Consignes:
(a) Répondez à ces questions sur l'extrait consacré aux origines du Coran, une réponse par ligne, avec le même repère :
(i) Quel surnom de la tribu de Mahomet est cité, et que signifie-t-il ?
(ii) En quelle année une nouvelle version du Coran a-t-elle été réimprimée ?
(iii) Combien d'années d'études ont précédé la parution du « CORAN des historiens » ?
(b) Rédigez la suite de l'extrait consacré aux origines du Coran, à partir de sa dernière phrase.

Extrait du texte:
# # # # # # #

Un chemin de Damas qu'ils ont trouvé.
Quraych ( petit requin ), était un des surnoms de la tribu de Mahomet.
(*) en 1923 une nouvelle version du Coran sera réimprimée après que l'institution Al-Azhar ait ordonné "la confiscation du livre précédent pour causes d'erreurs et par manque de pureté de l'encre utilisée".
(1) Mohammad Ali Amir-Moezzi historien, islamologue français né à Téhéran et Guillaume Dye, islamologue, orientaliste ont produit cet ouvrage collectif avec une trentaine de spécialistes pluridisciplinaires de l’islam, ils produiront après quatre années d’études le remarquable « CORAN des historiens » qui a reçu la réprobation de religieux tunisiens. Il soulignera l’origine christologique du Coran avec ses références au Messie Jésus verbe de Dieu et Marie dont l’histoire des christianismes orientaux ne pouvait être comprise que par ceux déjà instruits de celle chrétienne et juive transmise par les courants syriaques.
(2) Hela Ouardi est professeure de littérature et de civilisation françaises à Tunis, chercheuse au Laboratoire d'études sur les monothéismes, effarée par les attentats islamiques, elle produira des travaux révélateurs sur l’origine de l’islam avec Les derniers jours de Muhammad. Elle est déjà censurée dans certains pays musulmans où toute vérité ne semble pas bonne à dire.
Hela Ouardi recommande l’ouvrage de P. Casanova Mohammed et la fin du monde étude critique sur l’islam primitif qui raconte la mission de Mahomet venu pour annoncer l’imminence de l’Apocalypse. P. Casanova (4) affirme dans son livre « que la doctrine réelle de Mohammed a été, sinon falsifiée, du moins dissimulée avec le plus grand soin par Abou Bakr et Othman au point qu’il parait impossible de reconstituer le Coran primitif. » en rejetant « à priori toute théorie tendant à suspecter la sincérité de Mohammed » La fin du monde imminente, omniprésente dans le Coran et tout au long de la vie de Mahomet ne s’étant pas produite, il fallait trouver une explication pour perpétrer la religion et contredire ceux qui abandonnèrent l’islam pour ce motif.
(3) Bruno Etienne est sociologue, anthropologue et politologue connaisseur du monde musulman et auteur de « Mohamed et la fin du monde ».
(4) P. Casanova « Mohammed Et La Fin Du Monde Etude Critique Sur l’Islam Primitif »
(5) Les historiens appellent "arguments d’embarras" les passages du texte jugés crédibles car contraires à l’intérêt coranique.

# # # # # # #

Entrées fournies:
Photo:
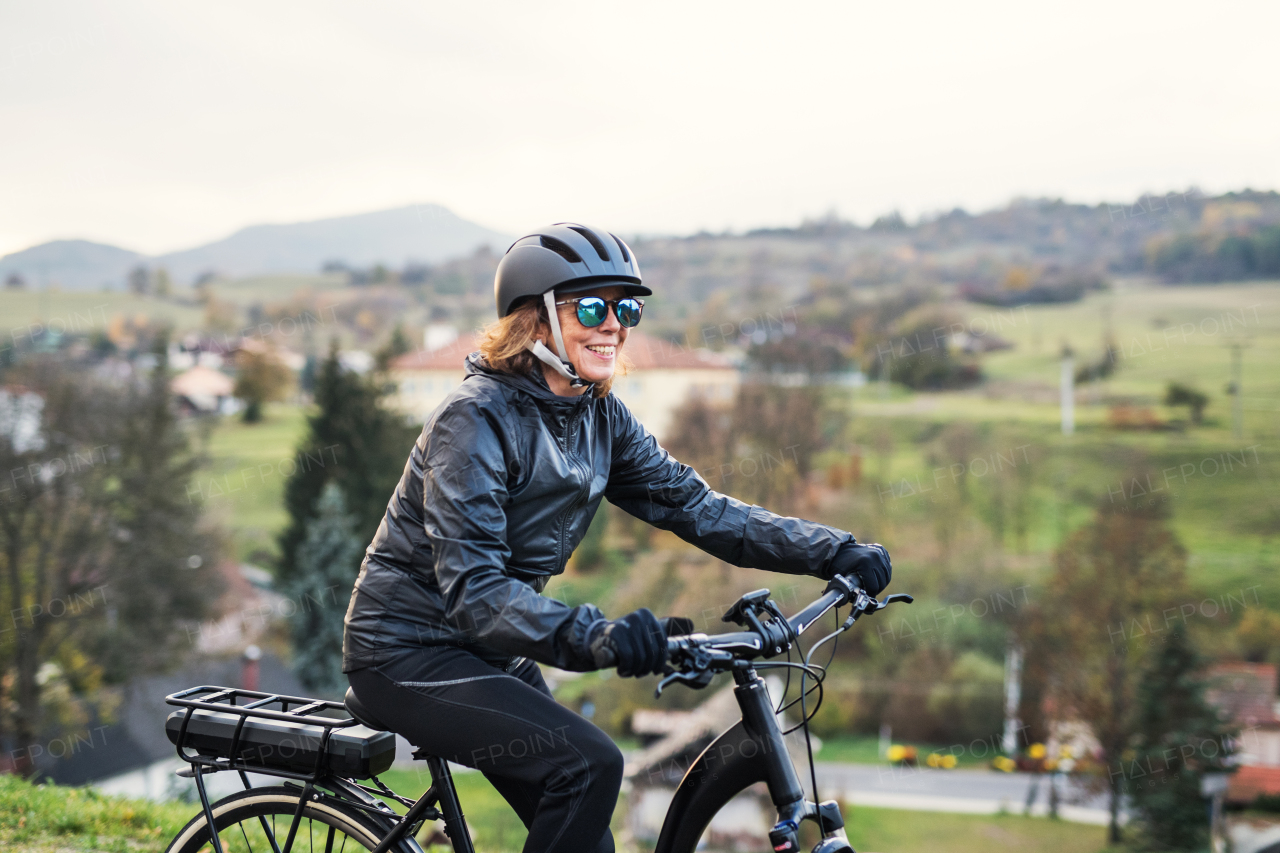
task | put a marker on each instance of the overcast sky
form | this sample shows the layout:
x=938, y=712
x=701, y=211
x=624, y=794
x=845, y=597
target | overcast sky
x=159, y=126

# # # # # # #

Réponses par tâche:
(a)
(i) Le surnom cité est Quraych, qui signifie « petit requin ».
(ii) La nouvelle version a été réimprimée en 1923.
(iii) Quatre années d'études ont précédé sa parution.

(b)
Pendant trois ou quatre siècles, les chiites diront que la version du coran officiel du 3e calife Othman est une version falsifiée, censurée, altérée qui ne représenterait que le tiers du vrai coran. Au moins cinq corans circuleront pendant cette période qui alimentera des guerres intestines.
Le 5e calife Abd A-Malik sera le véritable instigateur de la religion musulmane qui inventera le nom " islam ".
(6) Les numismates apportent leur pierre à l’histoire islamique.
Odon Lafontaine signale la première inscription de Mahomet en arabe MHMD (muhammad) dans le rectangle vert sur une pièce de monnaie omeyyade du VIIe s. associée à des croix chrétiennes.
Elle reprenait le modèle de la pièce ci-dessous à l’effigie de l’empereur byzantin Constantin fin du VIe s.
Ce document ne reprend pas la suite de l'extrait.